§ ACTION ITEM:
Every line of the data below is to be written out again exactly.

§ DATA FOR THIS TASK:
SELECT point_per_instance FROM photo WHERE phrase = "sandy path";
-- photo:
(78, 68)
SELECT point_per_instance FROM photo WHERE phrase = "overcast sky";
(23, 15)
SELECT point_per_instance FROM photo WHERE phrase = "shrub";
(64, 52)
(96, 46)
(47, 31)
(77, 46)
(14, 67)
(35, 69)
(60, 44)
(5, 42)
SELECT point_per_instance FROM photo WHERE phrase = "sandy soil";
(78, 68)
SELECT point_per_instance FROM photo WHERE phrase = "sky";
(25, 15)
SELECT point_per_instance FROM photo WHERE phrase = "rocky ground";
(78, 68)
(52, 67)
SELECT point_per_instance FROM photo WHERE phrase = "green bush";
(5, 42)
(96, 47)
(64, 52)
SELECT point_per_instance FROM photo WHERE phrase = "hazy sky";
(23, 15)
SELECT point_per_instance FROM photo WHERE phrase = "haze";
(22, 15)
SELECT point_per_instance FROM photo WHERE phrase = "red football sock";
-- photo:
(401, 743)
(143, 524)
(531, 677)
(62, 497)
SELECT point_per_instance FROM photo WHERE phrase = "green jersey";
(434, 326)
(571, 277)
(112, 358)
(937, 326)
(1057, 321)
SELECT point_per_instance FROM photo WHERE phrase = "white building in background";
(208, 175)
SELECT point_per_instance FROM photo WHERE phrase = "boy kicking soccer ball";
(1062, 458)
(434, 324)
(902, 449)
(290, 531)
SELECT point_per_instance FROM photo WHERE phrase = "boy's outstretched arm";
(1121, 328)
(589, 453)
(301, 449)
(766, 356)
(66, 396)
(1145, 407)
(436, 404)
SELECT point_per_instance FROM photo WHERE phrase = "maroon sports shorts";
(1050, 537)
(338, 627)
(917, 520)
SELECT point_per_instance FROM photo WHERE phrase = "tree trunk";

§ RESULT:
SELECT point_per_instance FROM photo WHERE phrase = "sandy path";
-- photo:
(78, 68)
SELECT point_per_instance FROM photo WHERE phrase = "overcast sky";
(23, 15)
SELECT point_per_instance FROM photo WHERE phrase = "shrub";
(64, 52)
(96, 46)
(47, 31)
(77, 46)
(14, 67)
(35, 69)
(60, 44)
(5, 42)
SELECT point_per_instance FROM photo WHERE phrase = "sandy soil";
(78, 68)
SELECT point_per_instance FROM photo WHERE phrase = "sky";
(25, 15)
SELECT point_per_instance FROM photo WHERE phrase = "rocky ground";
(78, 68)
(52, 67)
SELECT point_per_instance FROM photo WHERE phrase = "green bush";
(5, 42)
(96, 47)
(64, 52)
SELECT point_per_instance FROM photo WHERE phrase = "hazy sky";
(23, 15)
SELECT point_per_instance FROM photo WHERE phrase = "haze";
(22, 15)
SELECT point_per_instance FROM photo WHERE phrase = "red football sock";
-- photo:
(401, 743)
(143, 524)
(531, 677)
(62, 497)
SELECT point_per_instance FROM photo WHERE phrase = "green jersey";
(434, 326)
(571, 277)
(112, 358)
(937, 326)
(1057, 321)
SELECT point_per_instance FROM photo WHERE phrase = "white building in background";
(208, 175)
SELECT point_per_instance FROM photo WHERE phrase = "boy kicking soccer ball";
(1062, 458)
(434, 324)
(902, 449)
(290, 531)
SELECT point_per_instance FROM photo WHERE phrase = "boy's outstretched arm";
(1121, 328)
(589, 453)
(301, 449)
(766, 356)
(66, 396)
(1145, 407)
(436, 404)
SELECT point_per_instance FROM photo WHERE phrase = "maroon sports shorts";
(1050, 537)
(338, 627)
(917, 520)
SELECT point_per_instance FROM photo WHERE phrase = "tree trunk";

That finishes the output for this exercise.